課題の資料
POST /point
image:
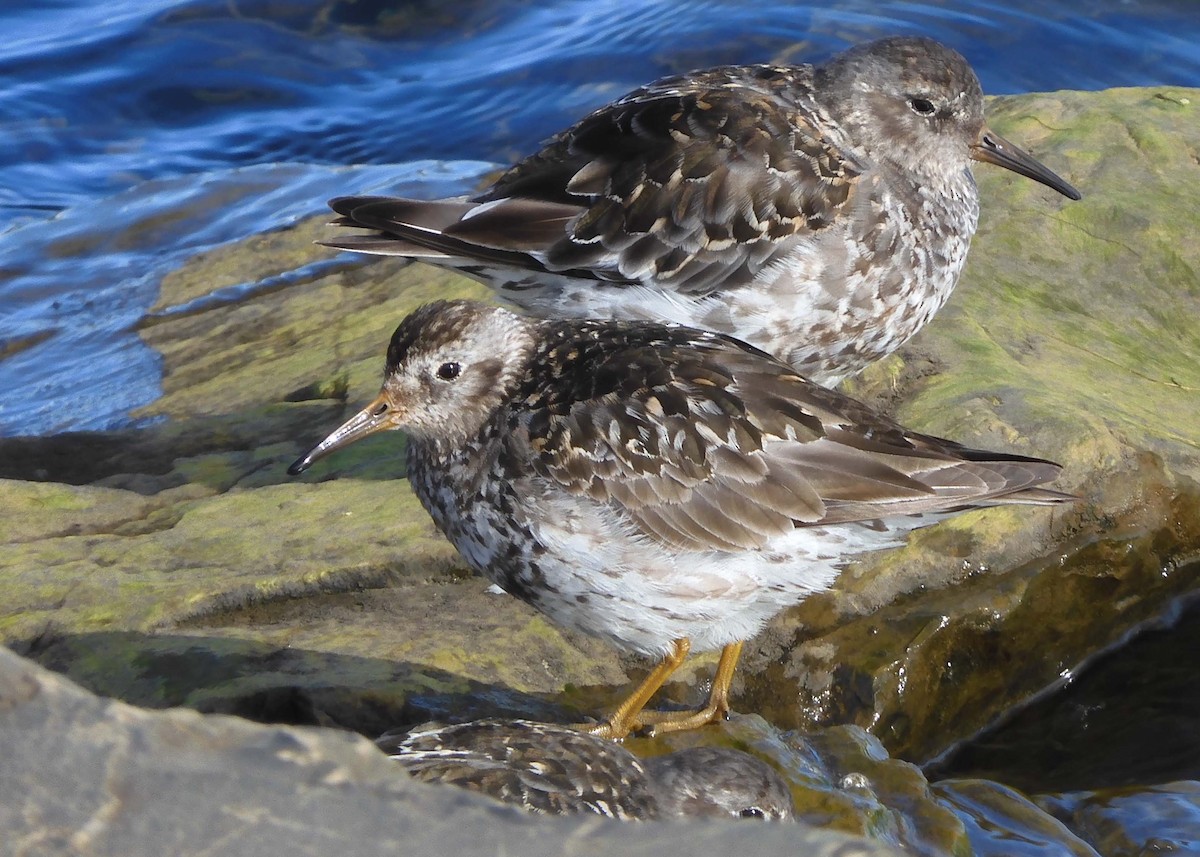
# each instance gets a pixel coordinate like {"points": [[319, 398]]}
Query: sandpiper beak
{"points": [[379, 415], [995, 149]]}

課題の目的
上の資料を1件につき1行の2列CSVに整え、列名は「指示」と「回答」にして、各値を改行を空白に置き換えたうえで引用符付きの1フィールドに収めてください。画像は入れないでください。

問題の解答
指示,回答
"POST /point image: # each instance gets a pixel coordinate like {""points"": [[319, 398]]} Query: sandpiper beak","{""points"": [[379, 415], [995, 149]]}"